◆ Written request
Pick up the article below on how the Chargers' signing of Kyler Fackrell affects their draft plans, and carry it on from its final sentence.

◆ Text segment

Here’s my initial thoughts on how Fackrell changes things in April.

Washington Redskins v Green Bay Packers Photo by Quinn Harris/Getty Images

The decision by the Chargers to sign outside linebacker Kyler Fackrell on Wednesday evening helped inch us closer to a clearer prediction for the team’s draft strategy come late next month. An edge rusher was a consensus need for the team heading into the offseason with the expectation that Melvin Ingram was not going to return, along with the fact that Isaac Rochell was hitting free agency and not expected to be brought back.

So now that the Fackrell is a Bolt, what assumptions and predictions were truly altered? Well, to be fair, only some finer details changed, but I think it matters all the same.

The Chargers definitely need help on the edge, and that refers to both edges behind current starters Joey Bosa and Uchenna Nwosu. Before Fackrell, the only depth at either spot were 2020 UDFAs Joe Gaziano and Jesse Lemonier. Coincidentally, that gave either side one ideal backup. But with Fackrell, he adds one more piece at outside linebacker, which will now be viewed as an edge player in Brandon Staley’s defense. But what about actual, tangible depth behind Bosa? This is where the Fackrell signing affects the draft plan the most.

Before yesterday, the Bolts could have gone with any type of edge rusher. Whatever player peaked their interest the most, there was a place for that prospect to see legitimate playing time as a rookie. Now, that spot is going to be only behind the Big Bear. That means a more traditional defensive end that plays with their hand in the dirt. Inherently, since Fackrell does add a body to the depth chart, the need also just isn’t as pressing from a “need people to fill the roster” standpoint. However, since edge rusher is a premium position and the best teams in the NFL know how to consistently get after quarterbacks, it’s still going to be a need that’s in the top-three of the priority list until they have a solidified rotation.

◆ Listed records
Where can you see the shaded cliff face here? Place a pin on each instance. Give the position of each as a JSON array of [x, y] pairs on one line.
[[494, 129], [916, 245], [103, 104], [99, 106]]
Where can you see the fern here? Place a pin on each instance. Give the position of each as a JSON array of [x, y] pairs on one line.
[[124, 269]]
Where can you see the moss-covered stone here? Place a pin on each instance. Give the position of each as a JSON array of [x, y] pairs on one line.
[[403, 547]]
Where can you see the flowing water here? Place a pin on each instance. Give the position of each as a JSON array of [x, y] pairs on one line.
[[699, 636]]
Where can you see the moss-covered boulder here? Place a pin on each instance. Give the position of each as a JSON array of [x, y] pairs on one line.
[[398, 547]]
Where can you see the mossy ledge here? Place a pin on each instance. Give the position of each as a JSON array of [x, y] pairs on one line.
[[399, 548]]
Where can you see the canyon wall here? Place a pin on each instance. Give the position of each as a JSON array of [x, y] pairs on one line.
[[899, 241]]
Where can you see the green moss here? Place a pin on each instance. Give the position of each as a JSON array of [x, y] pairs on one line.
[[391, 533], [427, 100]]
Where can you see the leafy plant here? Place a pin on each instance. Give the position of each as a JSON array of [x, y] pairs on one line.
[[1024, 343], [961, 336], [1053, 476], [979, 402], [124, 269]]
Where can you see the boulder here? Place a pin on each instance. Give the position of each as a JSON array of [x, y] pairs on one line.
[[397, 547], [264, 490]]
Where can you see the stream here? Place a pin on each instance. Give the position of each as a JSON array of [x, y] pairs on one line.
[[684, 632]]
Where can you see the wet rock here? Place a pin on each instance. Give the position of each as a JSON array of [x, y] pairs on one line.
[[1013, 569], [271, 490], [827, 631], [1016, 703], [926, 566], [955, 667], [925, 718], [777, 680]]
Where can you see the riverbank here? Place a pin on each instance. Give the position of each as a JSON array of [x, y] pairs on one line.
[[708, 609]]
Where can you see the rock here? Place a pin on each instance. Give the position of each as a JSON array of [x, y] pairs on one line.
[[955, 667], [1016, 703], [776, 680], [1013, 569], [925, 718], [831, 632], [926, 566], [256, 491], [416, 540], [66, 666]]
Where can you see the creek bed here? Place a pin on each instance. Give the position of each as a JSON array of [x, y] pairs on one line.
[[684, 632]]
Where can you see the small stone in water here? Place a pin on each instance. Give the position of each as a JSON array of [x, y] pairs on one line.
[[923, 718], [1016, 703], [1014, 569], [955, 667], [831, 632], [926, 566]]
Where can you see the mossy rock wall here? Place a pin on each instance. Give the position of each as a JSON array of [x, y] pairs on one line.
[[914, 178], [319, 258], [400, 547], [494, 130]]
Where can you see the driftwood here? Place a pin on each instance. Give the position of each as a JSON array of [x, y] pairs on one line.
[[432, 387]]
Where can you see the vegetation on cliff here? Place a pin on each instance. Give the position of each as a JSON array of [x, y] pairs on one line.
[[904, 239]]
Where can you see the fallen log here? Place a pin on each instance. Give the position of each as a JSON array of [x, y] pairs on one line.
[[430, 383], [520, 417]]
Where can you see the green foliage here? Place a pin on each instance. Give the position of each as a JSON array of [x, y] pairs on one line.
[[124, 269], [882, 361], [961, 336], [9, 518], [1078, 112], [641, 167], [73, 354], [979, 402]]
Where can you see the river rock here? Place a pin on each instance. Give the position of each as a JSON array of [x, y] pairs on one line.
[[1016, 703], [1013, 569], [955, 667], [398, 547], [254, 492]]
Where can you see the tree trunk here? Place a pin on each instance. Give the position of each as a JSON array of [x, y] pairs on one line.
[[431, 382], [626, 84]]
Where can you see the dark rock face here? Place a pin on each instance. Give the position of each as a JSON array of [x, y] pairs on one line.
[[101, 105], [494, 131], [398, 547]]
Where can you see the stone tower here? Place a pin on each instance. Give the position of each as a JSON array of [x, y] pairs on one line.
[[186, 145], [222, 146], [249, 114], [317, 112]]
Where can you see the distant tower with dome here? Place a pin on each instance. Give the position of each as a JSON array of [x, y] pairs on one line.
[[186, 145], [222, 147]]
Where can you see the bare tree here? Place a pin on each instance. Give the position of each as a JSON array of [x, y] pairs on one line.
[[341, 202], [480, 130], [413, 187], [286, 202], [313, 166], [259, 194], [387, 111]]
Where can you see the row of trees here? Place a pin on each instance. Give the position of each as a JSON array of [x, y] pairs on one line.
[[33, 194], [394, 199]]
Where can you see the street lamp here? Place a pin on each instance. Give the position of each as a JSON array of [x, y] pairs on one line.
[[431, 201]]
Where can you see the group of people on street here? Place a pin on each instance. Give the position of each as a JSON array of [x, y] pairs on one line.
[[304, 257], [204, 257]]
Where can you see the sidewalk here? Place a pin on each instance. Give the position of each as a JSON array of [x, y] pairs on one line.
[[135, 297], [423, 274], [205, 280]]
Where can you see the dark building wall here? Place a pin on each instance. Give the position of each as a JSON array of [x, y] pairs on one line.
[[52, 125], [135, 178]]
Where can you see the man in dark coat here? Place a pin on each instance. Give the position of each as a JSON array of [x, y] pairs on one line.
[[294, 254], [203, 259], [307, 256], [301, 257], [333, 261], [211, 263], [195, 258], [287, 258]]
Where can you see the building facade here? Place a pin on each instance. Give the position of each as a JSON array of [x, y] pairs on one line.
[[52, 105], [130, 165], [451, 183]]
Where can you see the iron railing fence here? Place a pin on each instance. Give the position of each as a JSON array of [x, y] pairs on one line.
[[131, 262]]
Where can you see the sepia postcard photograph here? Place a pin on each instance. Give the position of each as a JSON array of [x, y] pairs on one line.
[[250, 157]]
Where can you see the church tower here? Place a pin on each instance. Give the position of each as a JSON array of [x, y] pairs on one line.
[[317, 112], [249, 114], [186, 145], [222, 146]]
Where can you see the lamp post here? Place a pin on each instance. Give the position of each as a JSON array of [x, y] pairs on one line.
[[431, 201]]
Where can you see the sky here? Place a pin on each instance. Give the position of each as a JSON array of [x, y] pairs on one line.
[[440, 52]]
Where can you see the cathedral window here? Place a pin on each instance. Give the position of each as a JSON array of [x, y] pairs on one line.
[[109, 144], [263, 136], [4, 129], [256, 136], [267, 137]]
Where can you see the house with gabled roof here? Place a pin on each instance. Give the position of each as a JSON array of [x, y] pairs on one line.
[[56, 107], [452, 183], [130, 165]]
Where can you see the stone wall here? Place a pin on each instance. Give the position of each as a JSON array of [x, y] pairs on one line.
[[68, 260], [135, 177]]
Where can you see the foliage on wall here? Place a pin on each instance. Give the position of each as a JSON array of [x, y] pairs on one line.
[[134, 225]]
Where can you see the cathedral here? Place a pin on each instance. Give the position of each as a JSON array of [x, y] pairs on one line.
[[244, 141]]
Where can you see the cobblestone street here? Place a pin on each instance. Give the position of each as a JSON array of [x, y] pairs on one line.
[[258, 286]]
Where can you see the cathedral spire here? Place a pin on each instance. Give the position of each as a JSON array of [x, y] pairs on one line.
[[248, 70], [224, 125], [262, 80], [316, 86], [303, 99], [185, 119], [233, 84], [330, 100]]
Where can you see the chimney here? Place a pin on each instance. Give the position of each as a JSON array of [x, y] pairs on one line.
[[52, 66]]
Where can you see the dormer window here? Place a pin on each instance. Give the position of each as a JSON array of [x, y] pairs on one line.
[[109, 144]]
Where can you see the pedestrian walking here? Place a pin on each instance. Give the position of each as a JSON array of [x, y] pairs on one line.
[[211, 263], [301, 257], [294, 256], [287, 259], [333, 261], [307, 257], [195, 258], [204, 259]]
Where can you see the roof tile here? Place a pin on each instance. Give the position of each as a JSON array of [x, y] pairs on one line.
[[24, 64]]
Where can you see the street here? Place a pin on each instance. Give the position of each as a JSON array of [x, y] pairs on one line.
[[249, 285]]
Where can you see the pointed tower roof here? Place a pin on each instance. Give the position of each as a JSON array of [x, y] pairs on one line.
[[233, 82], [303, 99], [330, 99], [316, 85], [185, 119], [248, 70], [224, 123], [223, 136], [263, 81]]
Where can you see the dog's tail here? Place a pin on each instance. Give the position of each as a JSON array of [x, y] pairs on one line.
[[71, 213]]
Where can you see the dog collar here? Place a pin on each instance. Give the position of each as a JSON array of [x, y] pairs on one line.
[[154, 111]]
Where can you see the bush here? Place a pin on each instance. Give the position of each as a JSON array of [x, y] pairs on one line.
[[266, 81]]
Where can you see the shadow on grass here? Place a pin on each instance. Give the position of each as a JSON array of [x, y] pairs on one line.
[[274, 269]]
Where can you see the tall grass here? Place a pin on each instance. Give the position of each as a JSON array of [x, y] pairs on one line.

◆ Task result
If an edge player was somehow your second-biggest need for the team, it’s definitely not there now. Offensive line and cornerback become the two biggest needs and I’d say they’re now in a tier all their own. After that, it’s edge rusher and potentially safety if you’re as worried about depth behind Derwin James and Nasir Adderley as I am.

At the end of the day, these are just my initial thoughts on the signing and what I personally believe will change when it comes to prepping for this year’s draft. If Bosa is truly an edge player in the Staley’s defense — something he told us himself — we have to assume that “role” will need a backup that can do Bosa’s job well enough, right? So that’s why I believe the pick won’t be a standup guy. The prospect I see in my head is in that 265 to 275-pound range who can play the run as well as he can rush the passer.

Maybe that’s Wake Forest’s Carlos Basham or Louisiana Tech’s Milton Williams, who is shooting up draft board after a phenomenal pro day workout. Either way, I like the prospects who look like they’ll be available late on day three.